** Text section **
*** Begin section ***

High frequencies of alpha common cold coronavirus/SARS-CoV-2 cross-reactive functional CD4+ and CD8+ memory T cells are associated with protection from symptomatic and fatal SARS-CoV-2 infections in unvaccinated COVID-19 patients

Abstract

Background: Cross-reactive SARS-CoV-2-specific memory CD4⁺ and CD8⁺ T cells are present in up to 50% of unexposed, pre-pandemic, healthy individuals (UPPHIs). However, the characteristics of cross-reactive memory CD4⁺ and CD8⁺ T cells associated with subsequent protection of asymptomatic coronavirus disease 2019 (COVID-19) patients (i.e., unvaccinated individuals who never develop any COVID-19 symptoms despite being infected with SARS-CoV-2) remains to be fully elucidated.

*** End section ***

** Stored data entries **

*** Begin section ***

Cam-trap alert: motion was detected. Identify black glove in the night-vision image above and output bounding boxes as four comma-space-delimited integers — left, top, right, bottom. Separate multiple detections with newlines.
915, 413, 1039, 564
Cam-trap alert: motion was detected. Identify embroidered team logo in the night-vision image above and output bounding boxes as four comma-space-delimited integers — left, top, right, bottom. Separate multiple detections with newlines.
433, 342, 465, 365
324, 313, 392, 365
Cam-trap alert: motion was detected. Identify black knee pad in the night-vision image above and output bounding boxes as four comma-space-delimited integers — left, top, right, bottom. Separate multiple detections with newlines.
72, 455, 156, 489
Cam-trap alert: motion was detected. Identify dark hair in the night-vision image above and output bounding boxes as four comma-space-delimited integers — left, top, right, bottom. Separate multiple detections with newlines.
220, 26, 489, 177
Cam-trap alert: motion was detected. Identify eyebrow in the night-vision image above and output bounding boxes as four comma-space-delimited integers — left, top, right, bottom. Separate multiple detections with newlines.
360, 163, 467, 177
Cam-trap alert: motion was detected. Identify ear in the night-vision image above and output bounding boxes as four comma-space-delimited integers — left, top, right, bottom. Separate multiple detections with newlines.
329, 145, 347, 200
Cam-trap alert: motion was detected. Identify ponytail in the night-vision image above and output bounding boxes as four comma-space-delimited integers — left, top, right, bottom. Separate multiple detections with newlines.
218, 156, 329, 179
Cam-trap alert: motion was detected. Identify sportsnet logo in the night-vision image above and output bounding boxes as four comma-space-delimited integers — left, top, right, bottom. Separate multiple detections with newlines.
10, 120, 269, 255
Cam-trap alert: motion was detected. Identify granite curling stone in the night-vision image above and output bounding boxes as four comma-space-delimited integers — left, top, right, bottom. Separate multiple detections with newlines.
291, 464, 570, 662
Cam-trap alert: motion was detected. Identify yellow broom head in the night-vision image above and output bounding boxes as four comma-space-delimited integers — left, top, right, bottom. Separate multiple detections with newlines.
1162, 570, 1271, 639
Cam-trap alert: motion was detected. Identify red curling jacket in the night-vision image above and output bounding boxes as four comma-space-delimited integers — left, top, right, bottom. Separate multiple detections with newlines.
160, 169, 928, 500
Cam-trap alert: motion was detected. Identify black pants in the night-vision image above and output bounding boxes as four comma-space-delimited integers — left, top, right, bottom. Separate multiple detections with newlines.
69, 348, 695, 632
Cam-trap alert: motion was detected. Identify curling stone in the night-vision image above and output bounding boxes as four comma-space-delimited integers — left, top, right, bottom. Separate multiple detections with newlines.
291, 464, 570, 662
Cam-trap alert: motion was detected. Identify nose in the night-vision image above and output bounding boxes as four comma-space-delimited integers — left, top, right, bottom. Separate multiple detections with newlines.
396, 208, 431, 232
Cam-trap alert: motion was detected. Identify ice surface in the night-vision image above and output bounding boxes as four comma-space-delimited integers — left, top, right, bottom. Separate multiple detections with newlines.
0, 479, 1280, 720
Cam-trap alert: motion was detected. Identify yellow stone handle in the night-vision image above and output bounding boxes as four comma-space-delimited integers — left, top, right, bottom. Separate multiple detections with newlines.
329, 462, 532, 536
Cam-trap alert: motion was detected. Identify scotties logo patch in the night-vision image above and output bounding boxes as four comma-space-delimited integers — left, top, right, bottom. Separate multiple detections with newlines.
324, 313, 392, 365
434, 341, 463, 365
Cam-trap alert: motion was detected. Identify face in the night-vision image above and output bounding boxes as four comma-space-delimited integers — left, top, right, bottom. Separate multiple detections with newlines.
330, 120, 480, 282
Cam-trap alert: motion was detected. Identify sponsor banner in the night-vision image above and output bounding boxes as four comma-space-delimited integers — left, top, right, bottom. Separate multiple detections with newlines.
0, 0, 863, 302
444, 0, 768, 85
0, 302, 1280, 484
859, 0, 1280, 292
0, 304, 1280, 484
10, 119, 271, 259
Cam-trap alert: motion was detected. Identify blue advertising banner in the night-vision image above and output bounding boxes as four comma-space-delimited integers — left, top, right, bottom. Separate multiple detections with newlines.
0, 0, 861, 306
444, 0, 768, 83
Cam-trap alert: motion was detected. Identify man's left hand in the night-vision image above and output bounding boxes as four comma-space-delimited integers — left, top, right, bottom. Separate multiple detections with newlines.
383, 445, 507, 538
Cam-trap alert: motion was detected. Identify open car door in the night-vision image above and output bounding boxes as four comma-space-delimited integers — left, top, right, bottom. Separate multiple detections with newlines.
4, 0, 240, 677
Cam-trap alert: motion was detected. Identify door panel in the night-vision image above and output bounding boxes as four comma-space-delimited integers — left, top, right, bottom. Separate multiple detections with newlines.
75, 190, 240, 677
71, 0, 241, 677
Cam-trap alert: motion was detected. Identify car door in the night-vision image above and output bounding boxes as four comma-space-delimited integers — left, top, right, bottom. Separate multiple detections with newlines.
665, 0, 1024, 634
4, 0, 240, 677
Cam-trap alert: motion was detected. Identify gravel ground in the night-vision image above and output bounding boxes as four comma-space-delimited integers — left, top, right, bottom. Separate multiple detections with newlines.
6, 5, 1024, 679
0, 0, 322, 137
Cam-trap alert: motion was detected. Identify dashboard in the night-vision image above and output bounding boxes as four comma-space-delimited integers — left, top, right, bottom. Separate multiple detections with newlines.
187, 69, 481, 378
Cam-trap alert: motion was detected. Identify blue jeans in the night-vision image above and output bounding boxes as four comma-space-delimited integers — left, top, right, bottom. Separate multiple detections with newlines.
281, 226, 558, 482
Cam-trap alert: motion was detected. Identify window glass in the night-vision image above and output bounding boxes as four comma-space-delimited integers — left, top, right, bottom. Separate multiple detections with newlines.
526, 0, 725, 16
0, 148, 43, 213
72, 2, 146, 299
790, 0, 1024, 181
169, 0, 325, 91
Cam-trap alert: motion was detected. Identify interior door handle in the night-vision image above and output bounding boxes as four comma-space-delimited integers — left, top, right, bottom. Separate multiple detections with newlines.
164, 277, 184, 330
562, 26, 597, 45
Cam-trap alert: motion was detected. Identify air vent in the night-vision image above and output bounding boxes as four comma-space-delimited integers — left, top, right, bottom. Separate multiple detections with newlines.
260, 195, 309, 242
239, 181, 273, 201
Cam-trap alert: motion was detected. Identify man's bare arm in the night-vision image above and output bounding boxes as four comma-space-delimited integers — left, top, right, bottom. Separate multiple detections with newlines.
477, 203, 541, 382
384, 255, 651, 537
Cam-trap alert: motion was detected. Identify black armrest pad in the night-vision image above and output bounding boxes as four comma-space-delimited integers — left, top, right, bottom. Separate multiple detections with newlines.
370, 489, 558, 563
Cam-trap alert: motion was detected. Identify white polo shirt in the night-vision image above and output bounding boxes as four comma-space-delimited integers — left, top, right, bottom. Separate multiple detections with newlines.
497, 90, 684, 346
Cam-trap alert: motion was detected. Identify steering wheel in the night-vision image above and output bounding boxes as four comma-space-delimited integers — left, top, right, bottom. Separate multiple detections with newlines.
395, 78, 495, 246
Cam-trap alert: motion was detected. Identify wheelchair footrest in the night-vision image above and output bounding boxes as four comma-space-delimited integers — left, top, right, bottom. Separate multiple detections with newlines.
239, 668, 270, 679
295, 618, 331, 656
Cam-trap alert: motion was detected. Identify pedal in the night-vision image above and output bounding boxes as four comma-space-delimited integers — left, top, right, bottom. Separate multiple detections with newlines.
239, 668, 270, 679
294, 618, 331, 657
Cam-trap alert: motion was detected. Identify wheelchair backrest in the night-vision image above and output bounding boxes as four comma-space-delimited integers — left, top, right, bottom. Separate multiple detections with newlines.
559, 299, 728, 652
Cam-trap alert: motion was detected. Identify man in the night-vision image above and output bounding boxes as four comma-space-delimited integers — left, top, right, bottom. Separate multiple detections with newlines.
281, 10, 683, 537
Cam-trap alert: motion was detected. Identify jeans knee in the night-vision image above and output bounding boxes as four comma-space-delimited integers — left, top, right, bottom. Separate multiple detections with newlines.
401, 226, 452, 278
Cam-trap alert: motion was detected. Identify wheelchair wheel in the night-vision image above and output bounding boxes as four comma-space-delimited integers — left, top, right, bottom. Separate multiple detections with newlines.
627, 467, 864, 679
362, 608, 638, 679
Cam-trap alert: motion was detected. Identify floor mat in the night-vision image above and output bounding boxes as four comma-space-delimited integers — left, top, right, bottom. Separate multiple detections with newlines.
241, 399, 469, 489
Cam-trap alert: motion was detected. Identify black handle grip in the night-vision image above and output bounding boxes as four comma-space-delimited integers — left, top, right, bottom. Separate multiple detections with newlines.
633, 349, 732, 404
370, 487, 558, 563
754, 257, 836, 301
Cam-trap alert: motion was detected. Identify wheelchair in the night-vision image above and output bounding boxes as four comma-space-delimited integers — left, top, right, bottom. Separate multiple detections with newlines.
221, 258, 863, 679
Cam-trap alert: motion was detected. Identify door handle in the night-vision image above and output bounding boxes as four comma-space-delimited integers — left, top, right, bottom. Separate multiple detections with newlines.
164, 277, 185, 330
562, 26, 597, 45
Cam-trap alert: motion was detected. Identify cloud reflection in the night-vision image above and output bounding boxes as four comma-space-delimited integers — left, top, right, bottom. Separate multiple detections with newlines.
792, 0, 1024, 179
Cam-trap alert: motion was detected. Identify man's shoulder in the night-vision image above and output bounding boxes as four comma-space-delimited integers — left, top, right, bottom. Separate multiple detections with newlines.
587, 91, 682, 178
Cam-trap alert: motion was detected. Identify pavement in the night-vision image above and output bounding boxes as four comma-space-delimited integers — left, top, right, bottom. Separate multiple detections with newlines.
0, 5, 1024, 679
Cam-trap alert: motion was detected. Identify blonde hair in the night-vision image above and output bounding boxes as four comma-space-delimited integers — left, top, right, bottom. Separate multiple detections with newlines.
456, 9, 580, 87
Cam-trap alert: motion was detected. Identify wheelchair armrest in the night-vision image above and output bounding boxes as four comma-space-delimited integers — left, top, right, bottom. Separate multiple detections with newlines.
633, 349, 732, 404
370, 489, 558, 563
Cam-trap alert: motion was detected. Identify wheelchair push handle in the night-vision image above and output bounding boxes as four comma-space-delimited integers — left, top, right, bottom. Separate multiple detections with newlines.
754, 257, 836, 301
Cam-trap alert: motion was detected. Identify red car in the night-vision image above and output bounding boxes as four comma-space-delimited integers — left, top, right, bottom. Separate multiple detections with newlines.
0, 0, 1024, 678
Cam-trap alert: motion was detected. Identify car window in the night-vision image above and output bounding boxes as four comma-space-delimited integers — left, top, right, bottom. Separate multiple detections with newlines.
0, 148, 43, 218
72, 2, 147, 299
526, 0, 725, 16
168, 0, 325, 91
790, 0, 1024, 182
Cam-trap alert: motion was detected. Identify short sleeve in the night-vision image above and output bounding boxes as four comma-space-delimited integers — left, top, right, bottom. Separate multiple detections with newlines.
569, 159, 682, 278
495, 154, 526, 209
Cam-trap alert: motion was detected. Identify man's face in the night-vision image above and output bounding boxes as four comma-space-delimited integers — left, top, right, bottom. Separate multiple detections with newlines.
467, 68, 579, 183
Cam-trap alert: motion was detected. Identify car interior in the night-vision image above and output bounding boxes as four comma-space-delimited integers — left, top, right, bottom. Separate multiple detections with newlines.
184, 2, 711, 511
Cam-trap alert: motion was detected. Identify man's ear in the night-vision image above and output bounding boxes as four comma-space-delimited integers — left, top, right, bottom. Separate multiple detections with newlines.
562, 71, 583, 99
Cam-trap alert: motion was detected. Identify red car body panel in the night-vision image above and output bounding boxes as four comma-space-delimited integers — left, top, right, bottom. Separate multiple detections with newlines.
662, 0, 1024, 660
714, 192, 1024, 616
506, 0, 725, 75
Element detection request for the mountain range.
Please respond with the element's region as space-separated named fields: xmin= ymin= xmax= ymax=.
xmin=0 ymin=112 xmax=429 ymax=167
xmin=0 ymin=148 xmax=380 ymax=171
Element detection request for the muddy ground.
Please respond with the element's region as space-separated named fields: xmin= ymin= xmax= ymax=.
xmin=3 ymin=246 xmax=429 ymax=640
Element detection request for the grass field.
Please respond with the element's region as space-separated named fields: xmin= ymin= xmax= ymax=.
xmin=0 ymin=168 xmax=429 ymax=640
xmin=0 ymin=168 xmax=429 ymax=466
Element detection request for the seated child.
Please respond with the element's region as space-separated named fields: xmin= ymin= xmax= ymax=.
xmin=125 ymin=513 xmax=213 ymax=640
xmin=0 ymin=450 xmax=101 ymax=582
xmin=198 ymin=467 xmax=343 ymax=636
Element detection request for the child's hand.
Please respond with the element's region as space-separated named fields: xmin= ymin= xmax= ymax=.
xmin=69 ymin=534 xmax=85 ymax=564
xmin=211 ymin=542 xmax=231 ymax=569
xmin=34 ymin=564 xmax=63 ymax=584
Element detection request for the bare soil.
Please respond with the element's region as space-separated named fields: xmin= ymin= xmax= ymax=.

*** End section ***

** Exercise instructions **
**A.** Answer these questions about the abstract on cross-reactive T cells in COVID-19:
(i) According to the title, which type of common cold coronavirus is cross-reactive with SARS-CoV-2?
(ii) In up to what share of unexposed, pre-pandemic, healthy individuals are cross-reactive SARS-CoV-2-specific memory CD4⁺ and CD8⁺ T cells present?
(iii) What abbreviation does the abstract use for unexposed, pre-pandemic, healthy individuals?
**B.** Give a continuation of the abstract on cross-reactive T cells in COVID-19, starting after its last sentence.

** Written responses **
**A.**
(i) Alpha common cold coronavirus.
(ii) Up to 50%.
(iii) UPPHIs.

**B.**
Methods: This study compares the antigen specificity, frequency, phenotype, and function of cross-reactive memory CD4⁺ and CD8⁺ T cells between common cold coronaviruses (CCCs) and SARS-CoV-2. T-cell responses against genome-wide conserved epitopes were studied early in the disease course in a cohort of 147 unvaccinated COVID-19 patients who were divided into six groups based on the severity of their symptoms.

Results: Compared to severely ill COVID-19 patients and patients with fatal COVID-19 outcomes, the asymptomatic COVID-19 patients displayed significantly: (i) higher rates of co-infection with the 229E alpha species of CCCs (α-CCC-229E); (ii) higher frequencies of cross-reactive functional CD134⁺CD137⁺CD4⁺ and CD134⁺CD137⁺CD8⁺ T cells that cross-recognized conserved epitopes from α-CCCs and SARS-CoV-2 structural, non-structural, and accessory proteins; and (iii) lower frequencies of CCCs/SARS-CoV-2 cross-reactive exhausted PD-1⁺TIM3⁺TIGIT⁺CTLA4⁺CD4⁺ and PD-1⁺TIM3⁺TIGIT⁺CTLA4⁺CD8⁺ T cells, detected both ex vivo and in vitro.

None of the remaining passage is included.